#### ENTRIES SHOWN
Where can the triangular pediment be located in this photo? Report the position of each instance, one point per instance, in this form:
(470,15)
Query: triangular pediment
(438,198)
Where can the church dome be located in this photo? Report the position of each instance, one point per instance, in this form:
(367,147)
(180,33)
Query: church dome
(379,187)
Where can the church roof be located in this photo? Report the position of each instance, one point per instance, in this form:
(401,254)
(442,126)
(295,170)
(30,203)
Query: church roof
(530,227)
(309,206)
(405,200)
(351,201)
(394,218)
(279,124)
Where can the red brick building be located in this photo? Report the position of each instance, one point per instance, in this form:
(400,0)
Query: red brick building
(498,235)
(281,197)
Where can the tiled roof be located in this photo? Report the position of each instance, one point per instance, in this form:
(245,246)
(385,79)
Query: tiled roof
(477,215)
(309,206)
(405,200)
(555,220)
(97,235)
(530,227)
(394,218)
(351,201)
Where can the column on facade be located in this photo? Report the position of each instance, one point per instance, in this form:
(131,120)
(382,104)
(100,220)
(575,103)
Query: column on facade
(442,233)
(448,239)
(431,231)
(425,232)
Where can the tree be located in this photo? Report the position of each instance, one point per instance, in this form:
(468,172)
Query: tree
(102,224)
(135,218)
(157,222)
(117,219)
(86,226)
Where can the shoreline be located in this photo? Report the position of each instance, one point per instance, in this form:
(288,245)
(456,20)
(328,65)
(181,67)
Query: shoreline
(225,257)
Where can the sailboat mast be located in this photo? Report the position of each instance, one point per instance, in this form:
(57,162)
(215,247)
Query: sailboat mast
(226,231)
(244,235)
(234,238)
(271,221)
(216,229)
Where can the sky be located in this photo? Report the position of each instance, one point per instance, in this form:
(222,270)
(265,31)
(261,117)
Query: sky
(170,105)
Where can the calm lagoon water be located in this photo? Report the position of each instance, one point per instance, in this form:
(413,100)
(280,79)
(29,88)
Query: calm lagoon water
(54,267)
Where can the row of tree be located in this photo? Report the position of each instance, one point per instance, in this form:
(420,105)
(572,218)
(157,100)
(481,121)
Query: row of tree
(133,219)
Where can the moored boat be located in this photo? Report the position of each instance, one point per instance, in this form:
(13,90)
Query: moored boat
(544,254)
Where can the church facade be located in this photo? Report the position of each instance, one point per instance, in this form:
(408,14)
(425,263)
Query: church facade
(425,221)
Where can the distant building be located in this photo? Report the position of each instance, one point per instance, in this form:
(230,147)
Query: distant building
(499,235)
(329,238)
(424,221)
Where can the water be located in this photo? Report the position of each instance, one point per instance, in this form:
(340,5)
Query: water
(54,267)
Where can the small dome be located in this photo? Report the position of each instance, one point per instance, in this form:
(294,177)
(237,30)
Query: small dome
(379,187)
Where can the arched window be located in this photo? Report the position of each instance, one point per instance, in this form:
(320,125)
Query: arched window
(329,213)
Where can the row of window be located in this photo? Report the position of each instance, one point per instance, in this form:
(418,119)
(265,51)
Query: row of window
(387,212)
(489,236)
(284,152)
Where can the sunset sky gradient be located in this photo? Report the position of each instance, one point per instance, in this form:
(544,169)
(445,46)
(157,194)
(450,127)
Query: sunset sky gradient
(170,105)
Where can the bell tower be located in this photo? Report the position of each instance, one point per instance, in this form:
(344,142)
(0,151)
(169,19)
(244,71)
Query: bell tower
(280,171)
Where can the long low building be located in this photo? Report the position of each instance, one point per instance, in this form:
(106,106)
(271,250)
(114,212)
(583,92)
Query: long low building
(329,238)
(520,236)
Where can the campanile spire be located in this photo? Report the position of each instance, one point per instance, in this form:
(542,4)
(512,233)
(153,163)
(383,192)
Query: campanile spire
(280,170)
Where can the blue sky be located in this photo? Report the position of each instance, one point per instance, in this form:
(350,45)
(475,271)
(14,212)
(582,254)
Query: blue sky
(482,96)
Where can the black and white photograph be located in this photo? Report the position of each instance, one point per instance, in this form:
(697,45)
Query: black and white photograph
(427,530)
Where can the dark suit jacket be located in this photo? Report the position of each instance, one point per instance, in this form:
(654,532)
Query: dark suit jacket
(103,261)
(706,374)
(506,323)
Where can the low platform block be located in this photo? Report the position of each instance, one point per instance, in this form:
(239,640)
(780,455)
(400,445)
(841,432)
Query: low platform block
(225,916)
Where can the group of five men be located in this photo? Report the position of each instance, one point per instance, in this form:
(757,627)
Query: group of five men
########
REQUIRED TASK => The full set of records should be duplicated exactly.

RESULT OF THE EXERCISE =>
Where can the triangular pediment be located in this photo? Report the position of each instance, one point per instance, in this form:
(470,15)
Query: triangular pediment
(438,198)
Where can the church dome be located in this photo? Report the position of each instance, one point per instance, in this form:
(367,147)
(180,33)
Query: church dome
(379,187)
Where can the church roof be located in this photo? Report the position of each instance, one point per instance, in this form:
(401,254)
(442,126)
(295,170)
(30,203)
Query: church roof
(530,227)
(309,206)
(405,200)
(351,201)
(394,218)
(279,124)
Where can the red brick building be located in this photo? Report the position of each instance, one point per instance, in this form:
(400,0)
Query: red brick building
(498,235)
(281,197)
Where can the tiled roof be located in this photo? Report the position of each instance, one point per instance, in this form:
(245,246)
(385,79)
Query: tiled roof
(477,215)
(309,206)
(405,200)
(555,220)
(97,235)
(530,227)
(394,218)
(351,201)
Where can the column on facade be located in this photo? Report the position of each instance, one point per instance, in this form:
(131,120)
(382,104)
(100,220)
(575,103)
Query: column on facade
(442,233)
(448,239)
(431,231)
(425,232)
Where can the tree be located in this photo? Report the position of each instance, one point per instance, in this form:
(468,172)
Query: tree
(102,224)
(135,218)
(157,222)
(117,219)
(86,226)
Where can the shoreline be located in this photo? Report the position of each instance, one point per instance, in this form:
(288,245)
(456,20)
(328,65)
(181,67)
Query: shoreline
(225,257)
Where can the sailboat mast be located in this photo? Report the position of each instance, one point per instance, in this form:
(57,162)
(215,247)
Query: sailboat mast
(226,231)
(244,235)
(234,238)
(271,221)
(216,229)
Where can the sky be located in this photo? Report the position of each instance, one point per instance, in this form:
(222,270)
(265,31)
(261,117)
Query: sky
(170,105)
Where can the calm lagoon water be located in this photo? Report the position of each instance, one point per instance, in this form:
(413,100)
(280,79)
(29,88)
Query: calm lagoon water
(54,267)
Where can the row of tree be located in this photo? Report the position of each instance, one point per instance, in this form:
(420,105)
(572,218)
(157,100)
(481,121)
Query: row of tree
(133,219)
Where can the moored boat be located in this photo? Report the position of each instance, one point per instance, in this form:
(13,90)
Query: moored boat
(544,254)
Where can the church facade be located in this photo? Report the position of each instance, one point per instance, in this form:
(408,14)
(425,263)
Query: church facade
(425,221)
Where can the distant building be located in this photo? Report the position of each instance, one point per instance, in this form:
(230,147)
Query: distant building
(499,235)
(329,238)
(424,221)
Where can the water be located in this photo? Report the position of each instance, one point per instance, in this form:
(340,5)
Query: water
(54,267)
Where can the small dome be located in this photo? Report the position of each instance, one point per instance, in this form:
(294,177)
(237,30)
Query: small dome
(379,187)
Where can the arched window be located in this photo? Report the position of each instance, one point per instance, in this form:
(320,125)
Query: arched window
(329,213)
Where can the row of window be located in this photo? Report the position of each instance, one point per instance, in this form:
(418,119)
(265,51)
Query: row of window
(387,212)
(489,236)
(284,152)
Where can the sunset sky gradient be located in this photo? Report the position of each instance, one point per instance, in this form:
(544,169)
(445,46)
(157,194)
(450,127)
Query: sunset sky gradient
(170,105)
Where can the bell tower be located in this photo? Report the position of each instance, one point per instance, in this form:
(344,142)
(0,151)
(169,19)
(244,71)
Query: bell tower
(280,171)
Where can the long low building be located in this photo? Report the position of each instance, one point per instance, in this form:
(106,106)
(271,250)
(114,212)
(583,92)
Query: long low building
(329,238)
(520,236)
Where can the campanile spire be located in this photo? Report the position of each instance, one point per instance, in this form:
(542,4)
(512,233)
(153,163)
(383,192)
Query: campanile spire
(280,170)
Where can the blue sky be located in this photo? Report the position of each instance, one point per instance, in this form:
(350,45)
(475,271)
(14,212)
(582,254)
Query: blue sky
(482,96)
Where can the black and white photograph be located in this photo? Report the position of each instance, one point per instance, in this form:
(697,45)
Query: black and white photograph
(427,530)
Where can the dark suit jacket be located in this photo? Report the position of each instance, one point per instance, in this form:
(654,532)
Query: dark suit jacket
(103,261)
(706,374)
(506,323)
Where can the low platform block be located in this photo? Report the position of each instance, one point per instance, in this form:
(239,640)
(780,455)
(400,445)
(841,432)
Query: low platform block
(225,916)
Where can the group of five men be located in this photo? Report the position of each instance, one point per instance, in this form:
(757,627)
Query: group of five men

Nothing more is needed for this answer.